Natural language region descriptions:

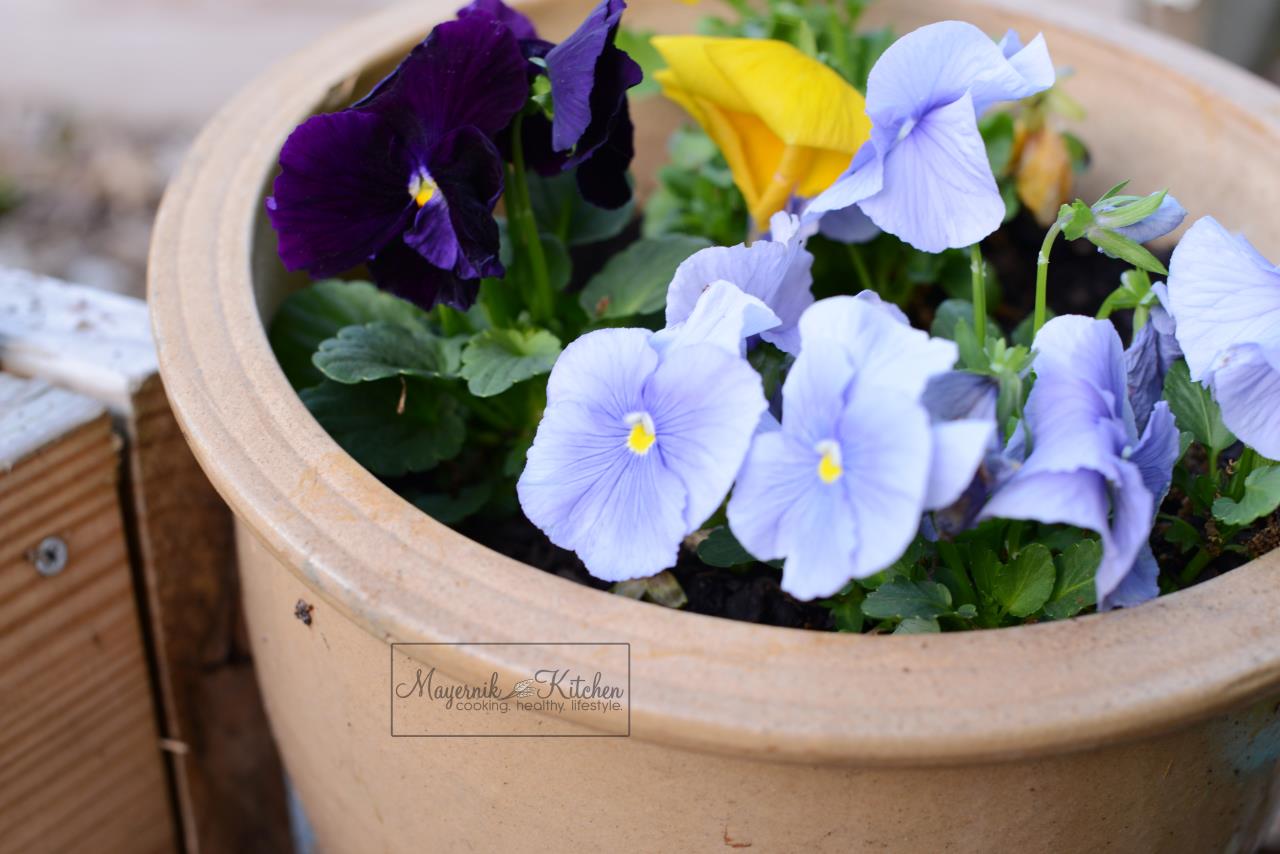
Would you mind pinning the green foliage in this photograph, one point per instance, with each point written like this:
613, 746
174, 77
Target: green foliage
497, 359
634, 282
392, 427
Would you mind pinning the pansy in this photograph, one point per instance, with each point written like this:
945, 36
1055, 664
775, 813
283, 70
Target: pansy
837, 492
638, 447
924, 174
586, 78
407, 178
1225, 300
777, 272
1089, 466
786, 123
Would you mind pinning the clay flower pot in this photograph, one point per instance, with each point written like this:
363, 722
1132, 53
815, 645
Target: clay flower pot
1152, 729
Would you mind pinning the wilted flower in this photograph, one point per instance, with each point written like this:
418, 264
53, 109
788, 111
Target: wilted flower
786, 123
1225, 298
638, 448
777, 272
924, 174
407, 178
1088, 465
840, 488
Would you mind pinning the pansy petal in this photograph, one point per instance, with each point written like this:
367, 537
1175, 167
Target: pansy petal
723, 316
342, 192
881, 347
887, 452
571, 68
1221, 292
1247, 387
621, 512
705, 405
403, 272
606, 369
936, 64
938, 187
959, 448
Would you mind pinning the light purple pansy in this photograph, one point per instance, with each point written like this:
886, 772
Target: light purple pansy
777, 272
924, 174
1225, 300
639, 446
1150, 356
1089, 466
839, 491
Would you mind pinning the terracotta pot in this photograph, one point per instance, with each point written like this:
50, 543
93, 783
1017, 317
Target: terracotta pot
1153, 729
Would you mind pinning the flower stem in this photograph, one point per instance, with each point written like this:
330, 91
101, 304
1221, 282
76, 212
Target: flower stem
520, 211
864, 277
979, 293
1042, 274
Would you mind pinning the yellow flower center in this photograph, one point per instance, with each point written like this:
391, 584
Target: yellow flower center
830, 467
423, 188
641, 435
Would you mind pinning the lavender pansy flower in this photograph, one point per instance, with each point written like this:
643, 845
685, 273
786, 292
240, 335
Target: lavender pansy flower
1089, 466
407, 178
1225, 298
840, 488
1148, 359
590, 122
638, 447
777, 272
924, 174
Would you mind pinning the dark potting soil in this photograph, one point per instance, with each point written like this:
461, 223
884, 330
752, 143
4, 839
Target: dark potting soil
1080, 278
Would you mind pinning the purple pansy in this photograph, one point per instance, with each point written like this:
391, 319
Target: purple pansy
839, 491
407, 178
924, 174
590, 126
1089, 466
638, 447
1225, 300
777, 272
1150, 356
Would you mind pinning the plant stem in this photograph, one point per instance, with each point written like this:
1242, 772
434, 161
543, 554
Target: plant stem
864, 277
520, 211
1042, 274
1193, 570
979, 293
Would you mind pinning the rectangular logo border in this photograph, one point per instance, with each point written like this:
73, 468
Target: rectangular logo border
507, 735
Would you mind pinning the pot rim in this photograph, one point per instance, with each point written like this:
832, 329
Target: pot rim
703, 683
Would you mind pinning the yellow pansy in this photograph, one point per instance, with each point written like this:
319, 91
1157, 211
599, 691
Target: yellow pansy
785, 122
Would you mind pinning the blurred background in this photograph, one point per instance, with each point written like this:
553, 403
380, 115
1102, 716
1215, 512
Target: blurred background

● **Action item**
Which lines above hold the string "background"? Copy each of them.

● **Result below**
Would you mind pinning the blurred background in this photograph, one point per instance, with each point written like this:
Target: blurred background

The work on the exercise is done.